** Quoted text **
================
I was going to go there. 

 

Annabelle Lambert

But you can imagine the technology that we had and we started by trying to sell communities of interest into one of the big four that we happened to work for at the time.

 

00;14;31;05 – 00;15;20;12

Annabelle Lambert

And in hindsight, I like what we did. We did. We didn’t. But in hindsight, oh no, we were absolutely mental. But we tried. We did. We did do that. 

 

Robert Pye

But also in the year 2000, we came across to the US to meet some of the founding fathers. It was all male, of the Internet, as it was emerging then in the year 2000 and looked at a lot of the cultural underpinnings of techno optimists who could have said the same things as you’ve said in terms of this individual agency and a connecting delivering value and met with some people.

 

00;15;20;20 – 00;15;55;26

Robert Pye

One was Etienne Wenger who’s communities of practice. We came across for him because he wrote a really interesting book,that popularised the term communities of practice which studied insurance claims processes, you know, big corporate, you know, how do people make sense of the world when their job is being a very mechanistic claims process and in financial services some other people like Cliff Figalo out of the Well.

 

00;15;57;10 – 00;16;28;15

Robert Pye

Howard Rheingold (Yeah, yeah) the online communities, but so then then we find one forward and I’m just going to quickly answer your question that I avoided, which is what what are those people we so in in in in ethos 12 years ago we, we decided not to work for organisations but to work for ourselves, to be an incubator or accelerator of socially valuable things.

 

00;16;28;28 – 00;16;53;03

Robert Pye

So that could be nonprofits, charities for profit, you know, technology. So we’ve spent the last decade and a bit building stuff for our own benefit, like being a sort of social venture capitalist. The young leaders project that I’m about, and we’ve done some quite really, quite, you know, big, big stuff. But they’ve all been about people and planet.

 

00;16;53;03 – 00;17;27;21

Rob Pye

But certainly my geeky mission has been the interplay not just within organisational culture but between organisations and between individuals and organisations. So the interplay between me as a person and I happen to work for an organisation or I work for one organisation and want to talk to another. And of course, you know, in the middle of a global macro economic system, you know, we have if it hasn’t got a price, it’s got no value.

 

00;17;27;21 – 00;17;57;06

Rob Pye

And when we go from our corporate firewall in finance or anywhere, anywhere else, we’re mediated by, you know, this contract of exchange rather than the concept, let’s say, of communities of practice. So we value exchange in our system theory, if you like, is about how do you have conversations with one another, how do you communicate and we see a movement developing which you might call working out loud.
================
** Written task 1 **
Answer these questions using the transcript.
(a) In what year did the speakers travel to the US?
(b) What kind of process did the book that popularized "communities of practice" study?
(c) How many years ago did the speakers at ethos decide to work for themselves instead of for organizations?
** Written task 2 **
According to the transcript, why did the speakers travel to meet Etienne Wenger? Answer in one to three sentences.
** Written task 3 **
Repeat the part of the transcript from "00;14;31;05 – 00;15;20;12" to "did do that." word for word.

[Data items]
================
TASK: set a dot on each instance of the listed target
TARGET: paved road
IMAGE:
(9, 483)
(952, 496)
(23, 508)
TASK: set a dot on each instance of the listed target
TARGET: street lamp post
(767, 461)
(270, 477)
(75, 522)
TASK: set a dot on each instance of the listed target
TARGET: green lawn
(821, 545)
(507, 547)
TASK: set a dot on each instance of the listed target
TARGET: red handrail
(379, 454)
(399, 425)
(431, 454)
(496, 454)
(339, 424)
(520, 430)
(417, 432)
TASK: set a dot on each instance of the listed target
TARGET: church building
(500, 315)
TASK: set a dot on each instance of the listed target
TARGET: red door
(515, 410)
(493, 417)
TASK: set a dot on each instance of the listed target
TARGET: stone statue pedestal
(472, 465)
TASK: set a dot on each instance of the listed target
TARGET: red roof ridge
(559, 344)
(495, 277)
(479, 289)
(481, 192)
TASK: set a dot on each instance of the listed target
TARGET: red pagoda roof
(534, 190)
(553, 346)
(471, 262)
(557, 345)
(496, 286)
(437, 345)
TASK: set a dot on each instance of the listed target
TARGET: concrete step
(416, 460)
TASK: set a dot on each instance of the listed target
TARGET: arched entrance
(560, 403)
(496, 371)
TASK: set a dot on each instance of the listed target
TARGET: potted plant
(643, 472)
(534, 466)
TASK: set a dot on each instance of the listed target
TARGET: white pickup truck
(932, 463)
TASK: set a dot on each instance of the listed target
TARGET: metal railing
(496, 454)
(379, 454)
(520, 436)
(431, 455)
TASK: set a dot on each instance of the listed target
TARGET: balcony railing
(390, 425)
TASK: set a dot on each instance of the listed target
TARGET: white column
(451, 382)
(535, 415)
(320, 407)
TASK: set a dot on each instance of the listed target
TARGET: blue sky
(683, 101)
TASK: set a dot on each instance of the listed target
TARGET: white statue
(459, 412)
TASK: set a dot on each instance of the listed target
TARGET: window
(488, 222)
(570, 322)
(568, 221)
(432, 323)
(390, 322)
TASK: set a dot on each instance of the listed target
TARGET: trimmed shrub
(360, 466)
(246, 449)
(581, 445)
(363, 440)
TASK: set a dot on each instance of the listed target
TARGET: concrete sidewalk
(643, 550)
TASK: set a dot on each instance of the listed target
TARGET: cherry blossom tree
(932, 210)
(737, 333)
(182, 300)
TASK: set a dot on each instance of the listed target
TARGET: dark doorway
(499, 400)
================
** Right answer 1 **
(a) 2000
(b) Insurance claims processes
(c) 12 years ago

** Right answer 2 **
They traveled to meet him because he had written a really interesting book that popularized the term "communities of practice." The book studied insurance claims processes and how people make sense of the world when their job is a very mechanistic claims process.

** Right answer 3 **
00;14;31;05 – 00;15;20;12

Annabelle Lambert

And in hindsight, I like what we did. We did. We didn’t. But in hindsight, oh no, we were absolutely mental. But we tried. We did. We did do that.